• Exercise requirements
In the records below, locate the line containing "of the chrome", then output that line and all later lines exactly, through the last one.

• Given data
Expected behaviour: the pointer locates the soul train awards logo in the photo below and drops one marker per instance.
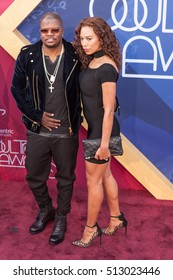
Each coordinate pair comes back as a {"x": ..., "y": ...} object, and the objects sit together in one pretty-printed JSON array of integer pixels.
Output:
[
  {"x": 146, "y": 28},
  {"x": 13, "y": 154}
]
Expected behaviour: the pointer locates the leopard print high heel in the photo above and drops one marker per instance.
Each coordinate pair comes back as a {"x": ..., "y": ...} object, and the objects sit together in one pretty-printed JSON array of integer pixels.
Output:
[
  {"x": 121, "y": 225},
  {"x": 82, "y": 244}
]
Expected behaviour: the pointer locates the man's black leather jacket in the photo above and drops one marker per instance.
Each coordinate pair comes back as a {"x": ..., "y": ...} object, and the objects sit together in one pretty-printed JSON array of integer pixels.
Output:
[{"x": 29, "y": 91}]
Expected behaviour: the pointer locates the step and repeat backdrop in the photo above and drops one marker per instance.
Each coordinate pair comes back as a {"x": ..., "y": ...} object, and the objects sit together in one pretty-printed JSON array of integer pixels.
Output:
[{"x": 145, "y": 88}]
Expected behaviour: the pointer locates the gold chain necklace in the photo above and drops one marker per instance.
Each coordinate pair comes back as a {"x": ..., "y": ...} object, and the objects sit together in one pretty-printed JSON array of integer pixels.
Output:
[{"x": 51, "y": 77}]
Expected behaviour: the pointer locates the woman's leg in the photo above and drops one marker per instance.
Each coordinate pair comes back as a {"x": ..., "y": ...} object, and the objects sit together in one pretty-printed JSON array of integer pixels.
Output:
[
  {"x": 111, "y": 189},
  {"x": 94, "y": 176}
]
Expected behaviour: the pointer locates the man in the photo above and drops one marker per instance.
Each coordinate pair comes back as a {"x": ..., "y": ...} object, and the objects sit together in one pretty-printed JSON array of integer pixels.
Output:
[{"x": 45, "y": 87}]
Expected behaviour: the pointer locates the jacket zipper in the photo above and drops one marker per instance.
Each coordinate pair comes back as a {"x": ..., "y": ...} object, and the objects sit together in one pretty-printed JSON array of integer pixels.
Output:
[
  {"x": 33, "y": 88},
  {"x": 68, "y": 111}
]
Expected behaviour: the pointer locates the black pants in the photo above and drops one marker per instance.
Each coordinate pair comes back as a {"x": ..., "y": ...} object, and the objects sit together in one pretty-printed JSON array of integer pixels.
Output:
[{"x": 40, "y": 151}]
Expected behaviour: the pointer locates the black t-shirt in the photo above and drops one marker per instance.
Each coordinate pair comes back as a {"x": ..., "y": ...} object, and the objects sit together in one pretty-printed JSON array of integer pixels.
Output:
[{"x": 91, "y": 80}]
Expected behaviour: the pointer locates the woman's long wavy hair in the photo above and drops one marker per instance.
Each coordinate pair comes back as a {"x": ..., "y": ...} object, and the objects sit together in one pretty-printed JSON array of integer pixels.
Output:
[{"x": 109, "y": 43}]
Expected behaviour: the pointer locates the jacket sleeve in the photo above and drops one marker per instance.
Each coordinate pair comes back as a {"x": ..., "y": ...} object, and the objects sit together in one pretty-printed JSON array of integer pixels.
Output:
[{"x": 22, "y": 91}]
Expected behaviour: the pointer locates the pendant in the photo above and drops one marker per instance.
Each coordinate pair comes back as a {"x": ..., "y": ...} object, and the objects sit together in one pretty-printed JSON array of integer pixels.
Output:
[{"x": 52, "y": 78}]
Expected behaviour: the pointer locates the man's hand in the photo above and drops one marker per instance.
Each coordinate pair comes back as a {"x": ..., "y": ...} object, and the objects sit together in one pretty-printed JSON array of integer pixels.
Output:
[{"x": 49, "y": 122}]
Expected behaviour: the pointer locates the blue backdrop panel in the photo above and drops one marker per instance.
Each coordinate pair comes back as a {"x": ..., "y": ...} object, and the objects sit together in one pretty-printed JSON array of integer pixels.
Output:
[{"x": 145, "y": 31}]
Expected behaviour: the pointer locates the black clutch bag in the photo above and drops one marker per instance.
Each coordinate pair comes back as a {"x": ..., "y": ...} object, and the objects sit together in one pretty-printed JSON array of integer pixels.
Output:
[{"x": 92, "y": 145}]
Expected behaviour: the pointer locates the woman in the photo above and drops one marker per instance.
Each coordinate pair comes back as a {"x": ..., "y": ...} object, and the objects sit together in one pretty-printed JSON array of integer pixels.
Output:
[{"x": 99, "y": 52}]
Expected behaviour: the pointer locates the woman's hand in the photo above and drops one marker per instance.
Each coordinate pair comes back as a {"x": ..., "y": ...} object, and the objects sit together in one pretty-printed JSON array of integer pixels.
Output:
[
  {"x": 102, "y": 153},
  {"x": 49, "y": 122}
]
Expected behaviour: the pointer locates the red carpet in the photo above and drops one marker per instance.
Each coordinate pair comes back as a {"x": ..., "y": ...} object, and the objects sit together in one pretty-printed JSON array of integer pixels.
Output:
[{"x": 149, "y": 236}]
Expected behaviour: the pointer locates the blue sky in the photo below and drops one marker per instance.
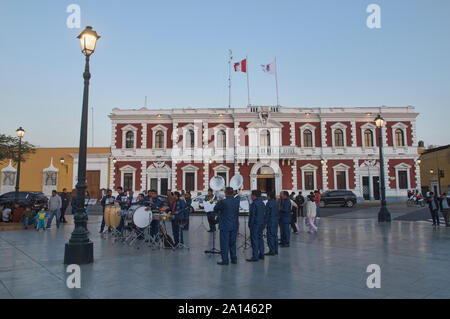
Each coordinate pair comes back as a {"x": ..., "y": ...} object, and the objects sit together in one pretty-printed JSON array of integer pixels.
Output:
[{"x": 175, "y": 52}]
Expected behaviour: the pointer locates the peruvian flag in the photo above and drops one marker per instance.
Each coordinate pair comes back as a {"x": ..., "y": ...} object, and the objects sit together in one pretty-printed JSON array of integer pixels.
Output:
[{"x": 241, "y": 66}]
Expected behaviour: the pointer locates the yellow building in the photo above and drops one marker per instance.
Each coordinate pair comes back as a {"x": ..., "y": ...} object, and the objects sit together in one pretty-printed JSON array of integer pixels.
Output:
[
  {"x": 45, "y": 171},
  {"x": 435, "y": 169}
]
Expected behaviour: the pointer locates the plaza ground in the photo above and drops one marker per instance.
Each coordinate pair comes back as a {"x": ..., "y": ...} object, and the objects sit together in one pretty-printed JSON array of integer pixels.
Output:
[{"x": 414, "y": 260}]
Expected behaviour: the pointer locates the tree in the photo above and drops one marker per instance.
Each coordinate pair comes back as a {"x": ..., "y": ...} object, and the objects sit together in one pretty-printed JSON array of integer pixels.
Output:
[{"x": 9, "y": 149}]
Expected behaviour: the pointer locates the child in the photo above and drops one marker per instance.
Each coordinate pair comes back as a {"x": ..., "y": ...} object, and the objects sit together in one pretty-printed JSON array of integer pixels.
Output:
[
  {"x": 40, "y": 217},
  {"x": 311, "y": 211}
]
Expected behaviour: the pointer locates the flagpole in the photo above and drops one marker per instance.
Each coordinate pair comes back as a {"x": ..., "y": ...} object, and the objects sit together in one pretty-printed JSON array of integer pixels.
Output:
[
  {"x": 248, "y": 81},
  {"x": 229, "y": 78},
  {"x": 276, "y": 81}
]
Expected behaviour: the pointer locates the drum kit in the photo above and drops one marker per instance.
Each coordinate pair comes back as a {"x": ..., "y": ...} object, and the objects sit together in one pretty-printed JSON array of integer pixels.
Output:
[{"x": 136, "y": 226}]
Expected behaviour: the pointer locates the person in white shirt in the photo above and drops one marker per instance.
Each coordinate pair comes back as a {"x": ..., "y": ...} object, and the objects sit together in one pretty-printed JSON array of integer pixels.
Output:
[{"x": 6, "y": 214}]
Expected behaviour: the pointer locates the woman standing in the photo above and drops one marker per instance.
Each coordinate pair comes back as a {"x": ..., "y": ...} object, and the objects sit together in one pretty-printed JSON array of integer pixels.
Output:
[{"x": 311, "y": 212}]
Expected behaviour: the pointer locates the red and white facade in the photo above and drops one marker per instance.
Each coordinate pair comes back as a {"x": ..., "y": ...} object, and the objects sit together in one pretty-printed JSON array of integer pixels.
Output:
[{"x": 271, "y": 147}]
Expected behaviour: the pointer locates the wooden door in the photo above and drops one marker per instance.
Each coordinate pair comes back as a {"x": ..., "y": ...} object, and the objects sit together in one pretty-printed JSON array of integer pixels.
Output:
[{"x": 93, "y": 182}]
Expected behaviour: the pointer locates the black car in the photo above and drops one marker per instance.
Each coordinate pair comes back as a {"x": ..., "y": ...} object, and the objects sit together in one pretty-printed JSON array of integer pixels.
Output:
[
  {"x": 35, "y": 200},
  {"x": 339, "y": 197}
]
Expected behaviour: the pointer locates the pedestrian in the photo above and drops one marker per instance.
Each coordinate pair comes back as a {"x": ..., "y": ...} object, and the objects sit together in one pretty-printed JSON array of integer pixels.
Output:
[
  {"x": 54, "y": 206},
  {"x": 300, "y": 200},
  {"x": 317, "y": 197},
  {"x": 65, "y": 199},
  {"x": 433, "y": 205},
  {"x": 311, "y": 213},
  {"x": 444, "y": 204},
  {"x": 285, "y": 219}
]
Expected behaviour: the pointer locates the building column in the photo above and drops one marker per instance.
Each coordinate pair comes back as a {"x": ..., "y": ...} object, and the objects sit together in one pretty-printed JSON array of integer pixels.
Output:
[
  {"x": 144, "y": 135},
  {"x": 143, "y": 176},
  {"x": 324, "y": 176}
]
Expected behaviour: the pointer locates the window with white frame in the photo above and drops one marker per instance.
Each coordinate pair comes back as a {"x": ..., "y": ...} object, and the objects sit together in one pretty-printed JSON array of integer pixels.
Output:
[
  {"x": 399, "y": 134},
  {"x": 129, "y": 135},
  {"x": 264, "y": 139},
  {"x": 338, "y": 135},
  {"x": 221, "y": 139},
  {"x": 309, "y": 177},
  {"x": 307, "y": 135}
]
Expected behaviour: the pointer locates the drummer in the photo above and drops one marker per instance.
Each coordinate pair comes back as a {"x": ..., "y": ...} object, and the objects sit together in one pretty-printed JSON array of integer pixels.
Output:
[
  {"x": 153, "y": 203},
  {"x": 178, "y": 209}
]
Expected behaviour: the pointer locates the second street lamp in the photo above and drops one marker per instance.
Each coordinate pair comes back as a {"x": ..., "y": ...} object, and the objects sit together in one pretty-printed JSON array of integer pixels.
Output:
[
  {"x": 20, "y": 134},
  {"x": 384, "y": 215},
  {"x": 80, "y": 250}
]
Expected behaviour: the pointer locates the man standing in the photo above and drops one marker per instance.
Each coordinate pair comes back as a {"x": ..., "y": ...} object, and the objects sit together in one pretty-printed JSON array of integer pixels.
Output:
[
  {"x": 433, "y": 205},
  {"x": 54, "y": 206},
  {"x": 65, "y": 204},
  {"x": 108, "y": 199},
  {"x": 210, "y": 214},
  {"x": 285, "y": 219},
  {"x": 256, "y": 225},
  {"x": 317, "y": 198},
  {"x": 271, "y": 221},
  {"x": 228, "y": 210}
]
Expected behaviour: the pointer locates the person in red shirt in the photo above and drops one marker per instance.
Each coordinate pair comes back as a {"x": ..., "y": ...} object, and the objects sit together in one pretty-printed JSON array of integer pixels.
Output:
[
  {"x": 317, "y": 198},
  {"x": 17, "y": 213}
]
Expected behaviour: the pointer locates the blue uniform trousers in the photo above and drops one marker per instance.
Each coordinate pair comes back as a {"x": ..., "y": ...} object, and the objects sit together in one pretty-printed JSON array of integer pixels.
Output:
[
  {"x": 177, "y": 233},
  {"x": 154, "y": 228},
  {"x": 272, "y": 238},
  {"x": 228, "y": 245},
  {"x": 257, "y": 240},
  {"x": 285, "y": 233}
]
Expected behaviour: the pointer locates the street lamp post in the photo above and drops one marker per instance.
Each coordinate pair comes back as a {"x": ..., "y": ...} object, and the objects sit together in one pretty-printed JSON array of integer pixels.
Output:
[
  {"x": 20, "y": 134},
  {"x": 384, "y": 215},
  {"x": 80, "y": 250}
]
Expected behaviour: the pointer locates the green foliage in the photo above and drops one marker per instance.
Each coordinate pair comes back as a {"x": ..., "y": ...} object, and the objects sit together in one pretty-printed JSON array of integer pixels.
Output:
[{"x": 9, "y": 149}]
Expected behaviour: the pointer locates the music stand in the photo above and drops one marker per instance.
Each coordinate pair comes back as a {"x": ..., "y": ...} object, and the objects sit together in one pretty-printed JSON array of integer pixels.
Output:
[
  {"x": 246, "y": 245},
  {"x": 213, "y": 250}
]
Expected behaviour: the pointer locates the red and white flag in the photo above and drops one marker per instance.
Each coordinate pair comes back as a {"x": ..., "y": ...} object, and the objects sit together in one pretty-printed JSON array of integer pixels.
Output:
[{"x": 241, "y": 66}]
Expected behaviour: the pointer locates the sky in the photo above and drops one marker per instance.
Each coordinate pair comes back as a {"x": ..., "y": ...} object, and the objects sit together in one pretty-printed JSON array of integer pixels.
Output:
[{"x": 176, "y": 54}]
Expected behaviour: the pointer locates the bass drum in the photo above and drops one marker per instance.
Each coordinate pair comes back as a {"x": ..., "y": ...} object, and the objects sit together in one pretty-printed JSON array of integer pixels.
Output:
[
  {"x": 110, "y": 213},
  {"x": 142, "y": 218}
]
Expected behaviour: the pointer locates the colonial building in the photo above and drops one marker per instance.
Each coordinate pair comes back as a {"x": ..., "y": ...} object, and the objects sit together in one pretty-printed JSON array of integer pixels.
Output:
[{"x": 273, "y": 148}]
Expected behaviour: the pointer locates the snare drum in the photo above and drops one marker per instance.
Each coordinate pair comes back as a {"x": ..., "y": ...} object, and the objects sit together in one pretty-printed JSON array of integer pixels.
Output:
[
  {"x": 110, "y": 212},
  {"x": 142, "y": 217}
]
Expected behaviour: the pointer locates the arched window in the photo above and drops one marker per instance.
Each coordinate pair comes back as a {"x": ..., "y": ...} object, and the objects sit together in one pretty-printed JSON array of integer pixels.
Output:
[
  {"x": 190, "y": 142},
  {"x": 221, "y": 139},
  {"x": 368, "y": 138},
  {"x": 307, "y": 138},
  {"x": 159, "y": 139},
  {"x": 399, "y": 137},
  {"x": 129, "y": 140},
  {"x": 338, "y": 138},
  {"x": 265, "y": 138}
]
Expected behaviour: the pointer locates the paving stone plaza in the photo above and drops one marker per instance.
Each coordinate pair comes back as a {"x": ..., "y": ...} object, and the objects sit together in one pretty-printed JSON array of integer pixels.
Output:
[{"x": 414, "y": 259}]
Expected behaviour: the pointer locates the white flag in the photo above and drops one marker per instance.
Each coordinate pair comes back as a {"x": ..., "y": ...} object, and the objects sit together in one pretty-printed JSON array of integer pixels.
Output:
[{"x": 270, "y": 68}]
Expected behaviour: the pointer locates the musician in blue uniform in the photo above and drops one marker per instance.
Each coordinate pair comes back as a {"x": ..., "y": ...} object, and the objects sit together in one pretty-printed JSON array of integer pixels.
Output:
[
  {"x": 210, "y": 198},
  {"x": 108, "y": 199},
  {"x": 154, "y": 203},
  {"x": 228, "y": 211},
  {"x": 271, "y": 222},
  {"x": 256, "y": 225},
  {"x": 285, "y": 218},
  {"x": 178, "y": 209},
  {"x": 188, "y": 200}
]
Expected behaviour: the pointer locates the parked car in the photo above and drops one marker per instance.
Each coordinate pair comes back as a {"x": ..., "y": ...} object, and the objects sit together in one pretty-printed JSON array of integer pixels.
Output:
[
  {"x": 339, "y": 197},
  {"x": 36, "y": 200}
]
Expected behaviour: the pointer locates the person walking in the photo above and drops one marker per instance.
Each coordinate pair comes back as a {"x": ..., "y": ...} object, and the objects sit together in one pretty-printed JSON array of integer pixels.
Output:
[
  {"x": 444, "y": 203},
  {"x": 54, "y": 206},
  {"x": 311, "y": 213},
  {"x": 228, "y": 210},
  {"x": 65, "y": 200},
  {"x": 433, "y": 205}
]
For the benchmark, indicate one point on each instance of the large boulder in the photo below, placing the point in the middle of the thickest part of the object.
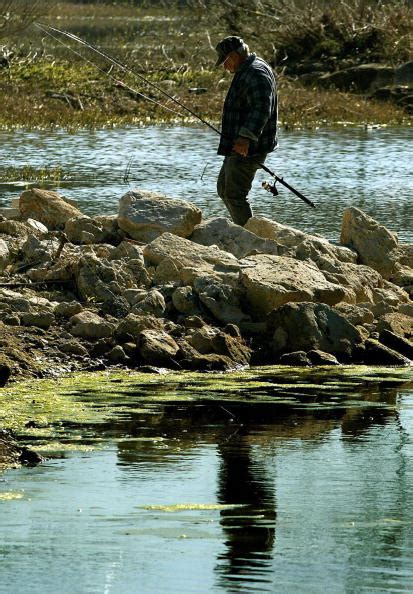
(4, 254)
(179, 259)
(376, 246)
(309, 326)
(234, 239)
(146, 215)
(90, 325)
(271, 281)
(303, 245)
(48, 207)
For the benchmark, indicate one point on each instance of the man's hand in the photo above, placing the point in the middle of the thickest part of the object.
(241, 146)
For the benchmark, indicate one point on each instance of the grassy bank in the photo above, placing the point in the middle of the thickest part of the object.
(45, 85)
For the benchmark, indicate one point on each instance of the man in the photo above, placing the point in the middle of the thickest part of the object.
(249, 124)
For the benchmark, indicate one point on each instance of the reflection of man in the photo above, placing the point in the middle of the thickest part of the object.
(249, 124)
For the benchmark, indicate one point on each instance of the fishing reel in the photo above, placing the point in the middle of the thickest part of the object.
(271, 188)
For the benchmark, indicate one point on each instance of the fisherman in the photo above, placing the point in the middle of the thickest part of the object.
(249, 124)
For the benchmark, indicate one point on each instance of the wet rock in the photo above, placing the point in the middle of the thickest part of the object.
(146, 215)
(48, 207)
(68, 309)
(378, 354)
(157, 347)
(271, 281)
(88, 324)
(376, 246)
(234, 239)
(117, 356)
(320, 358)
(297, 359)
(185, 301)
(397, 343)
(309, 326)
(302, 245)
(152, 304)
(39, 319)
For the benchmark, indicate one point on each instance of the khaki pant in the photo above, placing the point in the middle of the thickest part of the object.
(235, 181)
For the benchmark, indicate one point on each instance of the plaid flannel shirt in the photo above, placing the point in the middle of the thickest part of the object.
(250, 108)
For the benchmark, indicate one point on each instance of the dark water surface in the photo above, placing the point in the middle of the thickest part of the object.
(371, 169)
(281, 483)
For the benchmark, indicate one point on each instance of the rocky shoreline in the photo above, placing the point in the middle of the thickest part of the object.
(156, 285)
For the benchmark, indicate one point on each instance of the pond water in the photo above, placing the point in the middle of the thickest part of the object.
(368, 168)
(270, 480)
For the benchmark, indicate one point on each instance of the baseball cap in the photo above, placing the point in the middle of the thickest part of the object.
(226, 46)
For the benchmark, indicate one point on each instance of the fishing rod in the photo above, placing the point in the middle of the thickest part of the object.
(114, 61)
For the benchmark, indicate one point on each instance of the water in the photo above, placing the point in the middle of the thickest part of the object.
(306, 486)
(370, 169)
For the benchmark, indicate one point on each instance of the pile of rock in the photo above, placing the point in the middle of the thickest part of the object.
(157, 285)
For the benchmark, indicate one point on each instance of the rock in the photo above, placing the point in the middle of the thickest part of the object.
(404, 74)
(153, 304)
(304, 245)
(357, 315)
(103, 279)
(117, 356)
(84, 230)
(223, 301)
(48, 207)
(271, 281)
(320, 358)
(157, 347)
(234, 239)
(378, 354)
(190, 261)
(127, 250)
(88, 324)
(185, 301)
(68, 309)
(364, 78)
(297, 359)
(146, 215)
(41, 319)
(398, 323)
(397, 343)
(133, 325)
(309, 326)
(72, 347)
(4, 255)
(375, 245)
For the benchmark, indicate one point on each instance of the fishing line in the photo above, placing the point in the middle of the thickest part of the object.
(120, 82)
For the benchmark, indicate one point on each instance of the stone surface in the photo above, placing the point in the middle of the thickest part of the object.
(309, 326)
(146, 215)
(90, 325)
(190, 261)
(157, 347)
(4, 254)
(376, 246)
(48, 207)
(303, 245)
(234, 239)
(378, 354)
(271, 281)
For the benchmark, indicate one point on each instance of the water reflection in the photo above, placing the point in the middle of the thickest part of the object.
(336, 169)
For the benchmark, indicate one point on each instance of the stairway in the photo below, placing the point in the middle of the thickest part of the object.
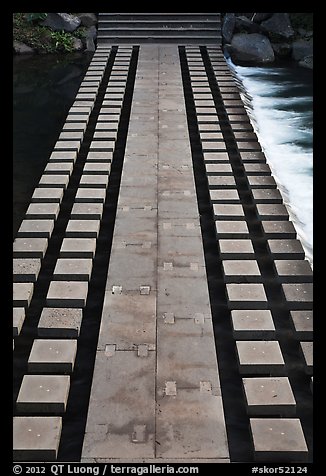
(177, 28)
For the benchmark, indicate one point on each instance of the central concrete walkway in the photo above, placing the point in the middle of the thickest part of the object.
(156, 391)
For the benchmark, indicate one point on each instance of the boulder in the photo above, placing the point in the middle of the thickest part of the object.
(22, 49)
(243, 24)
(251, 49)
(87, 19)
(278, 27)
(228, 27)
(301, 49)
(61, 21)
(282, 50)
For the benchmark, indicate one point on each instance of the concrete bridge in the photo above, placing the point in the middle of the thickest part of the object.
(162, 302)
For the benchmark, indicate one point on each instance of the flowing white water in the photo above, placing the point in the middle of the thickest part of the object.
(279, 103)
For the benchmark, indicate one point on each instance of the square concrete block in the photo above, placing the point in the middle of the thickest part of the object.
(228, 212)
(36, 438)
(269, 396)
(257, 357)
(60, 322)
(36, 229)
(78, 248)
(272, 211)
(241, 271)
(303, 324)
(18, 318)
(246, 296)
(43, 394)
(52, 356)
(67, 294)
(94, 181)
(298, 296)
(83, 228)
(236, 249)
(286, 249)
(30, 247)
(90, 195)
(22, 294)
(308, 355)
(231, 229)
(279, 229)
(67, 269)
(47, 195)
(84, 211)
(252, 324)
(43, 210)
(277, 440)
(293, 271)
(26, 269)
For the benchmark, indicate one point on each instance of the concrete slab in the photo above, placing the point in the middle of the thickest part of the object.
(252, 324)
(43, 210)
(67, 294)
(78, 248)
(43, 394)
(278, 440)
(35, 229)
(123, 385)
(231, 229)
(47, 195)
(269, 396)
(60, 323)
(26, 269)
(241, 271)
(36, 438)
(303, 324)
(260, 357)
(88, 210)
(52, 356)
(67, 269)
(18, 318)
(286, 249)
(30, 247)
(293, 271)
(83, 228)
(236, 249)
(246, 296)
(307, 352)
(279, 229)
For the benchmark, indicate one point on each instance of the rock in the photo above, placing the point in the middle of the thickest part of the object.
(22, 49)
(77, 44)
(307, 62)
(251, 49)
(302, 49)
(228, 27)
(243, 24)
(282, 50)
(61, 21)
(87, 19)
(259, 17)
(278, 26)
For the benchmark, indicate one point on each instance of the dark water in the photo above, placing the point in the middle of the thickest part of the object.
(44, 88)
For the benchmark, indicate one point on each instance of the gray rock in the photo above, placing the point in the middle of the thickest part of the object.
(251, 49)
(301, 49)
(228, 27)
(278, 26)
(87, 19)
(244, 24)
(307, 62)
(21, 49)
(61, 21)
(282, 50)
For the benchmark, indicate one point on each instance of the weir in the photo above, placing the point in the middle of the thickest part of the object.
(162, 303)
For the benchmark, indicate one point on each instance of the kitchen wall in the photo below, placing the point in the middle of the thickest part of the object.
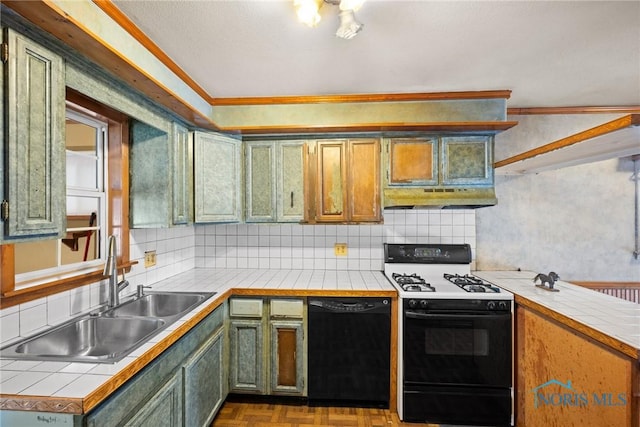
(577, 221)
(295, 246)
(269, 246)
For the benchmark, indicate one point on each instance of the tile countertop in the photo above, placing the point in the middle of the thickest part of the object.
(75, 388)
(607, 319)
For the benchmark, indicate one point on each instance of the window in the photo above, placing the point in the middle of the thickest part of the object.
(97, 206)
(83, 244)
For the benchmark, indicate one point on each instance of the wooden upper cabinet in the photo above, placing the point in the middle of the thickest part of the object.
(363, 181)
(331, 189)
(345, 176)
(413, 161)
(33, 159)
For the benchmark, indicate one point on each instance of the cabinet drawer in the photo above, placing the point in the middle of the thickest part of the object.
(242, 307)
(287, 308)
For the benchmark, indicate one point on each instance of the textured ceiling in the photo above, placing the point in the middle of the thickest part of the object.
(557, 53)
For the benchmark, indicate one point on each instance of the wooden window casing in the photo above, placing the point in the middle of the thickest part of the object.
(118, 208)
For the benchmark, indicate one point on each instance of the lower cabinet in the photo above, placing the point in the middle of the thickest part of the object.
(185, 386)
(204, 382)
(163, 409)
(271, 363)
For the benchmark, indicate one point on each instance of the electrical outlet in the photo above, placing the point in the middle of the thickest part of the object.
(340, 249)
(149, 259)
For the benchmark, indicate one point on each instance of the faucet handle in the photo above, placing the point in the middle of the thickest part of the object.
(141, 288)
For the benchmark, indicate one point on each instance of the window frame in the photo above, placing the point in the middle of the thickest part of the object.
(118, 210)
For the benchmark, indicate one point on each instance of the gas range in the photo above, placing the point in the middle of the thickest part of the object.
(454, 338)
(437, 271)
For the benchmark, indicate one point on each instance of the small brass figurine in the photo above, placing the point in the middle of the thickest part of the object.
(550, 279)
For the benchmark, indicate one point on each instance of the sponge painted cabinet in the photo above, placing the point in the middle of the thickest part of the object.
(161, 176)
(218, 178)
(274, 181)
(267, 338)
(33, 146)
(185, 386)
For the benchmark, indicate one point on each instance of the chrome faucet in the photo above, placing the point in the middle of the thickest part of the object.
(111, 270)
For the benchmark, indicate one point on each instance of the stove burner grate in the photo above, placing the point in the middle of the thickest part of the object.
(412, 283)
(470, 283)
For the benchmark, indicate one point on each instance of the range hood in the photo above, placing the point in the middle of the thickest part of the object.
(439, 198)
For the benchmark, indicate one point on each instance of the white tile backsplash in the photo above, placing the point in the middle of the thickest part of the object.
(298, 246)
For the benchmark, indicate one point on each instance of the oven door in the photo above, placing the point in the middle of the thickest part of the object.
(448, 348)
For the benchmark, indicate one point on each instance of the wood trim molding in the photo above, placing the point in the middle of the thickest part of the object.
(607, 285)
(20, 296)
(612, 126)
(383, 97)
(379, 127)
(50, 18)
(114, 13)
(631, 109)
(595, 335)
(7, 269)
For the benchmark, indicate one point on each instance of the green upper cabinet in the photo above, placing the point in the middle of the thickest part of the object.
(467, 160)
(33, 141)
(182, 175)
(260, 181)
(290, 175)
(218, 178)
(274, 181)
(160, 167)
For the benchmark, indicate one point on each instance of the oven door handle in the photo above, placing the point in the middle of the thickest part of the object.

• Exercise answer
For the benchmark, indicate one point on each instance of the chrome faucet in the photo above, placing the point in the middle of the thickest part of the object.
(111, 270)
For the benchmark, indicate one point on each instance of the stove burner grate in the photo above, placing the point in the middle of the thickest part of the object.
(412, 283)
(470, 283)
For the benchmark, indicate one point on each instance of the range hood in the photo above, placing the point in the middle of the thickest part of the object.
(439, 198)
For the benchmark, indicate one point on each instance of the white tile backsplash in the photo above, placing the point in the middle of the thickest part of the object.
(298, 246)
For the benchmark, indicate one point on each instance of the oven door in the photo above, placing the point in the middle of the thickest part of the object.
(448, 348)
For the benchmark, indicate one point on each instance of the wood trim molding in the photo above, placing the point in the middle of the thickest part of the object.
(607, 285)
(20, 296)
(612, 126)
(383, 97)
(379, 127)
(50, 18)
(114, 13)
(631, 109)
(595, 335)
(7, 269)
For the benchmark, indicate one point on each instance of the green upper cabinet in the photo above, placing the point in the middle of the thickest part of the object.
(467, 160)
(33, 141)
(182, 175)
(260, 181)
(290, 175)
(218, 178)
(274, 181)
(160, 167)
For the benchmark, indicate one point on each instance of the oven door handle in the photo above, placing the point in the middle of the thickest part of the object.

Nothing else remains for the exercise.